▶ [Testo scelto]:

-------------------------

Cervia sempre Mondiale (e Olimpica?)

 

Scritto da Marco

24.08.2016  20:37.44

 

 

Per il quarto anno consecutivo il miglior beach tennis mondiale ha celebrato il proprio “matrimonio” con la terra, la sabbia, i luoghi e le magie turistico-ambientali che, trent’anni fa, ne permisero la nascita.

Il cervese Paolo Caponigri ha messo nome, faccia, mesi di lavoro preparatorio e giorni di febbrile attività sul progetto, sulla visione iniziale, sull’allestimento e sull’ennesimo, prodigioso risultato finale, in tempi in cui quasi ogni attività sportiva è in regressione e difficoltà.

Il Bagno Delfino dei fratelli Ceccaroni ha nuovamente avuto la forza e la voglia di trasformarsi in una multi arena sportiva, di dotarsi delle mille esigenze del beach tennis senza ledere il relax e la vacanza degli altri bagnanti, ma, anzi, offrendo loro una seduzione in più, quella rivelatasi ancora vincente dei racchettoni “roventi” e degli specialisti provenienti da tutto il mondo che meglio li sanno maneggiare.

Caponigri ha voluto metterlo nel claim: “Road To Olympics”. Un viaggio – appena partito ma pienamente in corso – verso il riconoscimento di essere una cosa seria, una di quelle che il Comitato Olimpico non potrà trascurare a lungo, se si pensa allo sconsolante valore spettacolare, televisivo e talvolta tecnico di alcune discipline già nel programma a cinque cerchi. (nella foto a lato la conferenza di presentazione con il sindaco Coffari e il dirigente del main sponsor Bper)

Lo abbiamo detto tante volte nel tempo e dobbiamo sicuramente ripeterlo: la “forza” di Cervia è che le decine divolontari che fanno cose utili al Mondiale (dalle piccole di contorno, a quelle fondamentali di sostanza) sono tutti appassionati di questo gioco e hanno l’orgoglio di sapere che in questi tempi maledetti e difficili, è venuta gente da ogni parte del mondo per metterli alla prova, per vedere se questi romagnoli ci sanno effettivamente fare come si dice.

Dica chi è venuto se l’operazione è riuscita o meno. Se qualcun altro, in qualche altro punto della cartina beach tennistica del mondo, avrebbe saputo fare di meglio e farlo con questi budget, genuini come il sangiovese, ma essenziali come la piadina.

La spettacolare alternanza di pastasciutte colorate, saltate al momento per il palato degli atleti, è stata una chiave di efficienza e servizio, ma anche di buonumore, aggregazione e “cultura” (e si poteva anche accentuare, magari in forma sponsorizzata, la caratterizzazione “romagnola” dei cibi offerti).

-------------------------

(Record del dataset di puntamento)
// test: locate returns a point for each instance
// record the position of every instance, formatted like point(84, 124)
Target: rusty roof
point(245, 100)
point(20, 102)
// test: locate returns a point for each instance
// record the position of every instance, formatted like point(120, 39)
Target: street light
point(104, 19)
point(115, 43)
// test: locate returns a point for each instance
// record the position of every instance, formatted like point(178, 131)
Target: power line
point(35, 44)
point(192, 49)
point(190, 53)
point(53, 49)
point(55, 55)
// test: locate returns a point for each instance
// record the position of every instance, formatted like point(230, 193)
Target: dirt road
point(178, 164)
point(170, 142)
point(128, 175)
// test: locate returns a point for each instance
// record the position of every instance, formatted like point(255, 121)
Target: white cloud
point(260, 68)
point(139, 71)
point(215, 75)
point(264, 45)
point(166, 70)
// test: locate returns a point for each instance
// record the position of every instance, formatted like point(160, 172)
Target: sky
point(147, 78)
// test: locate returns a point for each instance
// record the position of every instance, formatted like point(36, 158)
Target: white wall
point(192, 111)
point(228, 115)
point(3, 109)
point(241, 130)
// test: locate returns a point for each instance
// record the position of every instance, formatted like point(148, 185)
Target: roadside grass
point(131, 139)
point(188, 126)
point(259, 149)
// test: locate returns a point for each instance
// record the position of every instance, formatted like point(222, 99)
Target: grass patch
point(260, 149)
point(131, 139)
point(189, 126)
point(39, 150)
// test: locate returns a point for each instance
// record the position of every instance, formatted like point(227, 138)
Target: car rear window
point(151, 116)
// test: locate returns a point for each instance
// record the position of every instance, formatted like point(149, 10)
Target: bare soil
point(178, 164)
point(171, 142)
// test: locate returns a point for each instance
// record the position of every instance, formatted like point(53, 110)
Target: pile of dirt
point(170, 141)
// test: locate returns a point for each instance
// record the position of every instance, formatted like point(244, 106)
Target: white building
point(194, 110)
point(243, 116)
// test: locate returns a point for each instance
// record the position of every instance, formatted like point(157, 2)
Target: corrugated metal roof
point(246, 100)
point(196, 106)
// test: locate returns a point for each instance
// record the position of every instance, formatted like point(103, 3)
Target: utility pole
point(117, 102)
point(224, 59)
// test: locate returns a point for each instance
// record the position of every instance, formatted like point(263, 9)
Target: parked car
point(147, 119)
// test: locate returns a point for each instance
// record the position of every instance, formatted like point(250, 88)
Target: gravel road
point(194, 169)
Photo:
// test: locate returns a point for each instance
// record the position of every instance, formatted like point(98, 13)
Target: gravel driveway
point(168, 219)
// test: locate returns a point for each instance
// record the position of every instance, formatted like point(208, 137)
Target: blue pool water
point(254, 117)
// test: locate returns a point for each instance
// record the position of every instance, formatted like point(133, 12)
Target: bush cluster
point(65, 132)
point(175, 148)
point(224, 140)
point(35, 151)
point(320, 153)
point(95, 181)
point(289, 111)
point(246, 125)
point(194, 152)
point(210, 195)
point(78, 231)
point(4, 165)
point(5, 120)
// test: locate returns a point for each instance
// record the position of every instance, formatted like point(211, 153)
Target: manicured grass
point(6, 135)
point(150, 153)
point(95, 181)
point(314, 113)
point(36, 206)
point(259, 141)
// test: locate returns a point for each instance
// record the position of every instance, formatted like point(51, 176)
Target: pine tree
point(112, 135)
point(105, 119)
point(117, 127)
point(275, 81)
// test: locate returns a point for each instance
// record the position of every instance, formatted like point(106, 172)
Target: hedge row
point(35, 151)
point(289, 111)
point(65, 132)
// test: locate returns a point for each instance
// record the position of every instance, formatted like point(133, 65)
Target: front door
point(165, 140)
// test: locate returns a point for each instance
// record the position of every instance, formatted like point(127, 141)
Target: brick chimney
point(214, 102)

-------------------------

▶ [Cosa farai]:
- A) Nell'articolo sul beach tennis a Cervia, quale claim ha voluto adottare Caponigri?
- B) Riprendi l'articolo sul beach tennis a Cervia dopo la sua ultima frase e proseguilo con qualche paragrafo.
I record provengono da una fonte diversa.

▶ [In risposta]:
- A) "Road To Olympics".

- B)
Il salottino del fisioterapista ha funzionato alla grande con soddisfazione di tutti. La “passeggiata” commerciale ha permesso di vedere in pochi minuti tutto quello che al mondo c’è di buono per giocare a grande livello a beach tennis (le racchette, innanzitutto) e per vivere belli e felici le ore di sport e relax sulla sabbia.

Il grande Pira si è procurato per tempo la bandiera della Serbia, esordiente ai mondiali, che ancora gli mancava. L’ha messa vicino alle altre 24, ha coordinato i bambini e ha regalato al Mondiale un’altra piccola, semplice e divertentissima festa di colori. Sembrava dire Pira a nome di tutti gli organizzatori “Sbat’è caz se a casa vostra una di queste bandiere non va d’accordo con un’altra: qua siamo in Romagna e per una settimana si gioca e si va d’accordo tutti, capito?”

Sabato è stata anche la sera degli Oscar, un’iniziativa tradizionalmente bersagliata da varie critiche. Ma se un giorno il Comitato Olimpico chiedesse se c’è un riconoscimento ufficiale degli atleti più bravi… Ebbene c’è. L’ho inventato io, mi ci sbatto sopra da sei anni con l’insostituibile supporto di Gianni Pascucci e con la valorizzazione del Doc Buccelli, che ha voluto fortemente gli Oscar in passerella al Mondiale. E con 41 giurati e 16 categorie l’albo d’oro ospita solo nomi di campioni. A prova di critica.

Insomma, con gli eventi collaterali, le accomodation (la mitica walking distance fra gli hotel e i campi di gara), le iniziative speciali, il confort, l’intrattenimento (anche l’inno della soprano per la cerimonia finale), l’informazione (decine di ore di diretta streaming, comunicati e risultati super tempestivi) non si è scherzato. E con un mare dolce e pulito 50 metri avanti, una pineta curata e profumata, le bellezze di Ravenna, Rimini e San Marino (oltre che della stessa Cervia) a distanza, oserei dire “pedalabile”, per escursioni di ogni tipo… la settimana mondiale al Delfino èun’esperienza completa e unica. Sia se siete fenomeni con il racchettone, sia (e forse più) se non lo siete o se siete semplici accompagnatori. Un fardello ereditario pesante per chi volesse pensare di rilevare l’organizzazione con i “fantasmagorici” (?) utili che qualche sprovveduto pensa che se ne ricavino…

 

E adesso andiamo in campo.

Tre tabelloni open e sei giovanili. Riccardo De Biase ad orchestrarli con l’esperienza di Riccardo Ragazzini a supporto. Stuart Barraclaugh di ITF mantiene quel aplomb britannico così magicamente compatibile con la ruspante organizzazione romagnola. Questo feeling è una delle chiavi della quadriennale fiducia concessa al Delfino come sede del Mondiale (e l’edizione 2017 è ancora da assegnare, vuoi vedere che…)

Tutto trasparente, tutto stampato ed esposto, tutto rapidamente on line a portata di un clik di smartphone. Così si fa, ragazzi.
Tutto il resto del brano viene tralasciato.